▶ Task 1:
Answer these about the text on preparing a child for a new sibling:
(a) How many tips does it say it offers?
(b) For younger children, what are picture books about a new baby a great way to introduce?
(c) How many books does it point readers to?
▶ Task 2:
From the text on preparing a child for a new sibling, copy word for word the part that opens with the words containing "When & How to" and closes with "joining your family.".

[[ Page extract open ]]

If you’re getting ready to bring home a new baby, you may be wondering about the best way to tell your older child. Not to worry! These 8 tips will teach you how to prepare your child for a new sibling and create the best environment possible for your growing family.
When & How to Tell Your Child
Knowing how and when to tell your child that you’re expecting can be difficult. You want to give your child as much time as possible to get used to the idea that a new baby will be joining your family.
Your child, even if they’re younger, will be able to recognize the changes that are taking place. Your belly is getting bigger and you may be experiencing morning sickness. To help them avoid feeling anxious about these changes, it’s important to share what’s happening. The same with surrogacy or adoption – you’ll want to share what’s going on as early as possible.
For younger children, picture books about a new baby are a great way to introduce new words and concepts. If you have a name picked out, share it with them. Let them know that they will be their little brother or sister. They may not understand completely what is happening, but they will be able to feel your excitement.
Older children are sure to have a lot of questions. Remember to be positive whenever possible, but be honest with them about the changes that will take place. Help them feel confident by letting them know that you really appreciate them and the help they’re giving you and that they are already a great big brother or sister.
10 Great Books To Help You Prepare
Looking at books about a new baby can make the whole idea of a new sibling more fun. Check out these 10 books that help to prepare your child for a new sibling.

[[ Page extract closed ]]
[[ Information provided open ]]

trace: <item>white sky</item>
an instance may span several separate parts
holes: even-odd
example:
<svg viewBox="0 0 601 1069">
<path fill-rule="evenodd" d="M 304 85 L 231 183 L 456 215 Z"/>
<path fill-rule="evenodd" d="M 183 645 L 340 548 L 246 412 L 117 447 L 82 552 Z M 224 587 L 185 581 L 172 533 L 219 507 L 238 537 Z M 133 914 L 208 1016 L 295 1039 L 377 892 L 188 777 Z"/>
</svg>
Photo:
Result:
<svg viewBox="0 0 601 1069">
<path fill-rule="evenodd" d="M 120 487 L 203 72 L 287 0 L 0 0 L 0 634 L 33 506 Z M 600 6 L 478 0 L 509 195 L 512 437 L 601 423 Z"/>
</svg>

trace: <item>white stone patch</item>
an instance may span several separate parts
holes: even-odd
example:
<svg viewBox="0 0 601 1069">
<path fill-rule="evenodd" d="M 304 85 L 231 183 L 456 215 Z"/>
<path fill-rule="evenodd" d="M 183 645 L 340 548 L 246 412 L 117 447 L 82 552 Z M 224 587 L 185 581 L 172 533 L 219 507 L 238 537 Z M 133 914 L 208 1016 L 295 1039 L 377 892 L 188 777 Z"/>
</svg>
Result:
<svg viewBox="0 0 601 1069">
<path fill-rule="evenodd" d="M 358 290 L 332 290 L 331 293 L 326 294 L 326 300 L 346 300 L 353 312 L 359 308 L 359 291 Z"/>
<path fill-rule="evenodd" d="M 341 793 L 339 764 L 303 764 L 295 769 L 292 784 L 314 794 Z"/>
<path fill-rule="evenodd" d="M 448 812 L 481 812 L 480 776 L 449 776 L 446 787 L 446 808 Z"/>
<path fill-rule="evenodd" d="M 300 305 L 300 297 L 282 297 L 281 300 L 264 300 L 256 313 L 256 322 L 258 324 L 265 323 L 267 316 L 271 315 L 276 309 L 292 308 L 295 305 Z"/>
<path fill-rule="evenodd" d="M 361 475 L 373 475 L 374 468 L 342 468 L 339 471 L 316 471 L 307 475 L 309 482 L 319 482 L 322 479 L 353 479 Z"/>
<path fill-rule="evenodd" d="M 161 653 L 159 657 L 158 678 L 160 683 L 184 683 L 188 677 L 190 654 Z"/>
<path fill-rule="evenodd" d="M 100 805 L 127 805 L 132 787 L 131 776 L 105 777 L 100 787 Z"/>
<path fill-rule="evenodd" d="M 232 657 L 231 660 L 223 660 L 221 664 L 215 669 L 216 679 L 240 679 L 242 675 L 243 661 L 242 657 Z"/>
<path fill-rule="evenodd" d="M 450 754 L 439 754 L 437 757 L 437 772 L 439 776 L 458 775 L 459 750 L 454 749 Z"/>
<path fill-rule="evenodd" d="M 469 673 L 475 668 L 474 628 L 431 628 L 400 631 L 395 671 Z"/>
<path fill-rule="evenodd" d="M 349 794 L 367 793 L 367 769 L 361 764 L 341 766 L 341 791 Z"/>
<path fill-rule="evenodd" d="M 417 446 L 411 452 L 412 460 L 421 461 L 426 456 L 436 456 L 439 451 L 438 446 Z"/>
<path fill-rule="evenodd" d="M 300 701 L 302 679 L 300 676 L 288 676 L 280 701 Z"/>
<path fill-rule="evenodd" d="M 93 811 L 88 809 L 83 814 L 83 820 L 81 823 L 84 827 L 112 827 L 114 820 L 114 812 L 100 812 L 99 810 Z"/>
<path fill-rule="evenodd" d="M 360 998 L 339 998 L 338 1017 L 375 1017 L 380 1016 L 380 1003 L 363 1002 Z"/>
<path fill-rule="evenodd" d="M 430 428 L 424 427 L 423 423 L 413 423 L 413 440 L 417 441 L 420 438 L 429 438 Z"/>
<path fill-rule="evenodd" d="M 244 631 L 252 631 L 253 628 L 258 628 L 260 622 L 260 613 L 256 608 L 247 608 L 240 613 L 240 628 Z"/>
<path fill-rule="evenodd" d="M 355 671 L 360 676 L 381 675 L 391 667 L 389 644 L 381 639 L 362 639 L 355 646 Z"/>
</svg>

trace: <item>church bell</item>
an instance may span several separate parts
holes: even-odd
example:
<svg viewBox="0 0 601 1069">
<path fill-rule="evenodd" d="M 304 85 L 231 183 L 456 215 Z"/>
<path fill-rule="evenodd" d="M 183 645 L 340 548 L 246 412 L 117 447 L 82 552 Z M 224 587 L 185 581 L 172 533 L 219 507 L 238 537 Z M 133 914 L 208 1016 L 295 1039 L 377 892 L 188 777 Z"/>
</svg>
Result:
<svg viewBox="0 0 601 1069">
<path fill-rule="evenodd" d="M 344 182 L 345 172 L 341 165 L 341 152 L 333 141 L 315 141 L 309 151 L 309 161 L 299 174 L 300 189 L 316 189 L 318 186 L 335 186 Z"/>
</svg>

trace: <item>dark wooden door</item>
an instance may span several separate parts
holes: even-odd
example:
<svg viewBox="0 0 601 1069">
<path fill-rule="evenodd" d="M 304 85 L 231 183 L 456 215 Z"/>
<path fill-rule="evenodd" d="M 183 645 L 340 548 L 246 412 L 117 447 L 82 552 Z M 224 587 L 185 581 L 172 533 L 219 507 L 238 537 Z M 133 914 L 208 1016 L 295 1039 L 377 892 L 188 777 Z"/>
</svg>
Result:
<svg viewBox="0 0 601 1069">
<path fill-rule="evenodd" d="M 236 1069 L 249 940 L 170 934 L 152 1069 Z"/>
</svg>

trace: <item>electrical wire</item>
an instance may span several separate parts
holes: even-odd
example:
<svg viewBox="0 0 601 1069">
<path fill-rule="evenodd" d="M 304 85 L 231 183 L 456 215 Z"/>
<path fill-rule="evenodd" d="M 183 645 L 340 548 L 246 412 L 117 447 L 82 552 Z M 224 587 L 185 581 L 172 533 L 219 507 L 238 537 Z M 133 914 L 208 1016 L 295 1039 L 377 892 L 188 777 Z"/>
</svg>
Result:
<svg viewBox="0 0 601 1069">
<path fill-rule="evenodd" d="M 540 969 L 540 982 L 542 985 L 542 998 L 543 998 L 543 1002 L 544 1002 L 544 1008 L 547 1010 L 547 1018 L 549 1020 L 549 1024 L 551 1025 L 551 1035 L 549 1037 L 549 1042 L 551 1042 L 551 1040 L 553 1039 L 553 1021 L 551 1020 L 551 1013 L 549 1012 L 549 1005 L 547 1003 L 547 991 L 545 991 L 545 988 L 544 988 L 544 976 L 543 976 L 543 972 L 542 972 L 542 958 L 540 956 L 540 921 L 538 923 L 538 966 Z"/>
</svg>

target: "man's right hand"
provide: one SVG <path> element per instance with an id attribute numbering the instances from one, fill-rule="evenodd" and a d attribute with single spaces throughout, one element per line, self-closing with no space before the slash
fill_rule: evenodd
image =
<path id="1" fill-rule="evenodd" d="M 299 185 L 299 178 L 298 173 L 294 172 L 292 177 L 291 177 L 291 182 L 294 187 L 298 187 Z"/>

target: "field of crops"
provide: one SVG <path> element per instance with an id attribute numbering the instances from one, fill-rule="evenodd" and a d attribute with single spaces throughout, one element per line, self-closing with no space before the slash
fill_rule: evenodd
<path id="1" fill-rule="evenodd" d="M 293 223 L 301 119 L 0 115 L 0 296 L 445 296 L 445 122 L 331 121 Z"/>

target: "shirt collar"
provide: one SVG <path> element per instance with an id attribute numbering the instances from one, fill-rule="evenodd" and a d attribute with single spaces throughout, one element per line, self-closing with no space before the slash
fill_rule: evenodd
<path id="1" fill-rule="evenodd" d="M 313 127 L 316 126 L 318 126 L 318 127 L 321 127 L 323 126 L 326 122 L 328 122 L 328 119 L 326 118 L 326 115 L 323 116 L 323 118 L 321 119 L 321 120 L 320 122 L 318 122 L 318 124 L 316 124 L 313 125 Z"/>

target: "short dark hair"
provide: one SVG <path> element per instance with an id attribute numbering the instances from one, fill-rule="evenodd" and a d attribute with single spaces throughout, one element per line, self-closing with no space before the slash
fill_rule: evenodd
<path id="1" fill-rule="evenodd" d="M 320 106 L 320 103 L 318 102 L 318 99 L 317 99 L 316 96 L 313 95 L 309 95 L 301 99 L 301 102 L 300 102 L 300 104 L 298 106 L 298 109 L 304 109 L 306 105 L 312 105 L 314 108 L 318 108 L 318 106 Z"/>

[[ Information provided closed ]]

▶ Written reply 1:
(a) 8
(b) New words and concepts
(c) 10

▶ Written reply 2:
When & How to Tell Your Child
Knowing how and when to tell your child that you’re expecting can be difficult. You want to give your child as much time as possible to get used to the idea that a new baby will be joining your family.